-- Task goal --
Rewrite the records from their start up to and including the line with "box: [116, 234, 133, 249]", renaming "rough mask" to "coarse mask" and leaving everything else unchanged.
** Opening Stored data block **
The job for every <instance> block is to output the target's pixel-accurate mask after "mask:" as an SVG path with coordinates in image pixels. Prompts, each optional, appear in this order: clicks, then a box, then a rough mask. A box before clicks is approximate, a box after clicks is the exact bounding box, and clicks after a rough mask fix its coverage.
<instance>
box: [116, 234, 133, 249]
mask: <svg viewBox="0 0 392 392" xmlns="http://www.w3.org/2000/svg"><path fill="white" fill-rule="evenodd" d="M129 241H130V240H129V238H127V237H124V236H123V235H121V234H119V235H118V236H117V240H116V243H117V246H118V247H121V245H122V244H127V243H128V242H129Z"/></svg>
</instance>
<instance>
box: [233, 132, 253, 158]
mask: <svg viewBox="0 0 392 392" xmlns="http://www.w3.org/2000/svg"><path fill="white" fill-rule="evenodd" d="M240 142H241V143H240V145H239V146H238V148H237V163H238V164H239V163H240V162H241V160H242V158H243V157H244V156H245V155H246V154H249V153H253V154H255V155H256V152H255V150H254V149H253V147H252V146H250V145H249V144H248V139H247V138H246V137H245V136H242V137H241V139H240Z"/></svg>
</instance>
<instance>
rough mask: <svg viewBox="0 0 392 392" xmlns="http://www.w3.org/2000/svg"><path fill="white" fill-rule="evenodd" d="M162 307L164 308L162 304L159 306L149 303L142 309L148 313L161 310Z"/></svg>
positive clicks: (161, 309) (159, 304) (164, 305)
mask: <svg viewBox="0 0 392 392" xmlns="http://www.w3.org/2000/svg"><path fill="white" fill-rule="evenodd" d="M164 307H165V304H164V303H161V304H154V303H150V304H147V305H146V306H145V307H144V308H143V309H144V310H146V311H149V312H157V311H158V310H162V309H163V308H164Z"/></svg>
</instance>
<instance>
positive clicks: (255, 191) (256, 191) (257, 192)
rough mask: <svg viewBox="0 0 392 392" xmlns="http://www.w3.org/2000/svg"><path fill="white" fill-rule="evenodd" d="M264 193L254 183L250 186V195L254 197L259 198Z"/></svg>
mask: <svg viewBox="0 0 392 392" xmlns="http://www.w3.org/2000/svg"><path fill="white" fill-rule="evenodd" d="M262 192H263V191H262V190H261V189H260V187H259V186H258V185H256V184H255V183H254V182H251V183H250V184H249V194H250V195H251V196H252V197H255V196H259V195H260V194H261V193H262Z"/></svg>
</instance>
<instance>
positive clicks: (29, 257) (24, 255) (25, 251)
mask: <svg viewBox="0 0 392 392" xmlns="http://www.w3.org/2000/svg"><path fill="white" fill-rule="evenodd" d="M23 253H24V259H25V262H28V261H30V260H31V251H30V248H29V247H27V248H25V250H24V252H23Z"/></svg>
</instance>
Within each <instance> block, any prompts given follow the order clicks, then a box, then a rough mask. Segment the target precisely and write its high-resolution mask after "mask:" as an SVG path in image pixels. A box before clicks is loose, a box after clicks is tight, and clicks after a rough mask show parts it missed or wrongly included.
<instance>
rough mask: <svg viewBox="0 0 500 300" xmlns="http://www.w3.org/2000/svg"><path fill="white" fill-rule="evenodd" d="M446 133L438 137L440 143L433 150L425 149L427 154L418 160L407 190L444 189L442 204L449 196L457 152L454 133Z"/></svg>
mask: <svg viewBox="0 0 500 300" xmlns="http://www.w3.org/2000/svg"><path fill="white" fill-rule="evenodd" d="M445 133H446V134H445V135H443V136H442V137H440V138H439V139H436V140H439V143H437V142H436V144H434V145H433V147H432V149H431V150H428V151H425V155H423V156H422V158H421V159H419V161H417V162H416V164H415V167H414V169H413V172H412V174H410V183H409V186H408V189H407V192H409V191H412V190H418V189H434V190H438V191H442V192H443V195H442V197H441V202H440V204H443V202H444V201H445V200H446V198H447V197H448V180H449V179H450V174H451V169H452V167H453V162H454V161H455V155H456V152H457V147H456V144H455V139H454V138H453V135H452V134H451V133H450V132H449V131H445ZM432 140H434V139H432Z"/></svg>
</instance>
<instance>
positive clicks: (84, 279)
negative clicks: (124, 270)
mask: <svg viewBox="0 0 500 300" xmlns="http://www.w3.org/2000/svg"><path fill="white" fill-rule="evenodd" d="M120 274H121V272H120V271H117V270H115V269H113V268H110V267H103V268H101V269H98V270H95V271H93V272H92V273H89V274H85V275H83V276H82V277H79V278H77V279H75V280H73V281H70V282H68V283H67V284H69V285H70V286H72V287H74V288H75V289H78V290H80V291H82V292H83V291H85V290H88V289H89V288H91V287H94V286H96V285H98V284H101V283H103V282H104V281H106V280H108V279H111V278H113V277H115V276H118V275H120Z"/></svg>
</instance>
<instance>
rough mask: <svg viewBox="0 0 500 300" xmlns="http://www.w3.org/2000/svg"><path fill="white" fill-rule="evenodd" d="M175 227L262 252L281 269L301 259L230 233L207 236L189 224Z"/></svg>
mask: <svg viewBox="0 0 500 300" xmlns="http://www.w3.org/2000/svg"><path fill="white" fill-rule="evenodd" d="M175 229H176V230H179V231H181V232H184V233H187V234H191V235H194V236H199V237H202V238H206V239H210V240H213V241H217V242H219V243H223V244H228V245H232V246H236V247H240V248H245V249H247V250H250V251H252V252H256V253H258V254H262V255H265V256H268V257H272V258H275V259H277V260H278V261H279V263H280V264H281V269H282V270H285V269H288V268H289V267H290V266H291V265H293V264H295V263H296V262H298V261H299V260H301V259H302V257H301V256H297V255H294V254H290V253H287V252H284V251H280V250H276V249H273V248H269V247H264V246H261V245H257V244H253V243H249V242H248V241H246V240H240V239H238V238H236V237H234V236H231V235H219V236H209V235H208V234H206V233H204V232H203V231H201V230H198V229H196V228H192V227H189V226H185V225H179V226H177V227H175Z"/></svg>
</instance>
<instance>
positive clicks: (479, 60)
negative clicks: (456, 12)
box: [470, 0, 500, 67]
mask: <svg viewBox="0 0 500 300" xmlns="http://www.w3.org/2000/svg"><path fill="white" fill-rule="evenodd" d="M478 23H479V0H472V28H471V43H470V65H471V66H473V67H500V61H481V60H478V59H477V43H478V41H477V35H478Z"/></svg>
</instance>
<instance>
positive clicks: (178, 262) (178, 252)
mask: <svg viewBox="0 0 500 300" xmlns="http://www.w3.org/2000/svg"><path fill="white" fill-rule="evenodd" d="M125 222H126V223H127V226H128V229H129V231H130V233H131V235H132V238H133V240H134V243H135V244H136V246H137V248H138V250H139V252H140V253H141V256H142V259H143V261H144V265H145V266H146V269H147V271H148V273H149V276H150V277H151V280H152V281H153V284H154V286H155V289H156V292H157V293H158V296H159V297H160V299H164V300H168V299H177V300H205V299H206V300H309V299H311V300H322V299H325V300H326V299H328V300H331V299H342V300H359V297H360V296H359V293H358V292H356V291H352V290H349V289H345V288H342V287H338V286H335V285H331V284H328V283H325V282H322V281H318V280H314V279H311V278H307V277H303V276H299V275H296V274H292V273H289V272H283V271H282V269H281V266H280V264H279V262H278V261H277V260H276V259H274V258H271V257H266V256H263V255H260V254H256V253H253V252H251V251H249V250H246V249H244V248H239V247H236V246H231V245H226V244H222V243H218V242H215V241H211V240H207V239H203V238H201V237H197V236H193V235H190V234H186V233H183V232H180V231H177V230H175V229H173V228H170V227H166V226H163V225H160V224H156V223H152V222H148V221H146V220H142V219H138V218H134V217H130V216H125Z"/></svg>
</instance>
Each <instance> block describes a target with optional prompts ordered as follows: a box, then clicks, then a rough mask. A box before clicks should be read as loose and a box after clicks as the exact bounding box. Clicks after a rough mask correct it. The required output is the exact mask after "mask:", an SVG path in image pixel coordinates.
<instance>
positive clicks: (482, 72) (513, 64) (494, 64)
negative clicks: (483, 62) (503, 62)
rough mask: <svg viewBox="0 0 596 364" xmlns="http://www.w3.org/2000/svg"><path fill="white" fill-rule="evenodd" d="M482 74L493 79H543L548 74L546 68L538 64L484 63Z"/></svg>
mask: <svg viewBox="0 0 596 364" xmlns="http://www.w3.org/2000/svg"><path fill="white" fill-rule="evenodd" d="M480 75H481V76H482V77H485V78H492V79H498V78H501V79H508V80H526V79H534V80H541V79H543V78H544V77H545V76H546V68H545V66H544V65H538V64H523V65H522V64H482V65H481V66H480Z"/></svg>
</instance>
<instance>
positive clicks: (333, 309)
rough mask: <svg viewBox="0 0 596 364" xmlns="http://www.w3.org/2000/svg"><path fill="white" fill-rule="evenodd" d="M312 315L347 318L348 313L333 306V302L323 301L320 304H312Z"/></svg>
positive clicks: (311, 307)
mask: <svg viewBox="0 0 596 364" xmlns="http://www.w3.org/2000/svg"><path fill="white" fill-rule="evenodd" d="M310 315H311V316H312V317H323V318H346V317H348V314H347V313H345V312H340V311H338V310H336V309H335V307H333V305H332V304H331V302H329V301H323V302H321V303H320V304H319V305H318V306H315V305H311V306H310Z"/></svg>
** Closing Stored data block **
-- Output below --
The job for every <instance> block is to output the target's pixel-accurate mask after "mask:" as an SVG path with coordinates in image pixels. Prompts, each optional, appear in this order: clicks, then a box, then a coarse mask. A box before clicks is approximate, a box after clicks is the exact bounding box, and clicks after a coarse mask fix its coverage.
<instance>
box: [116, 234, 133, 249]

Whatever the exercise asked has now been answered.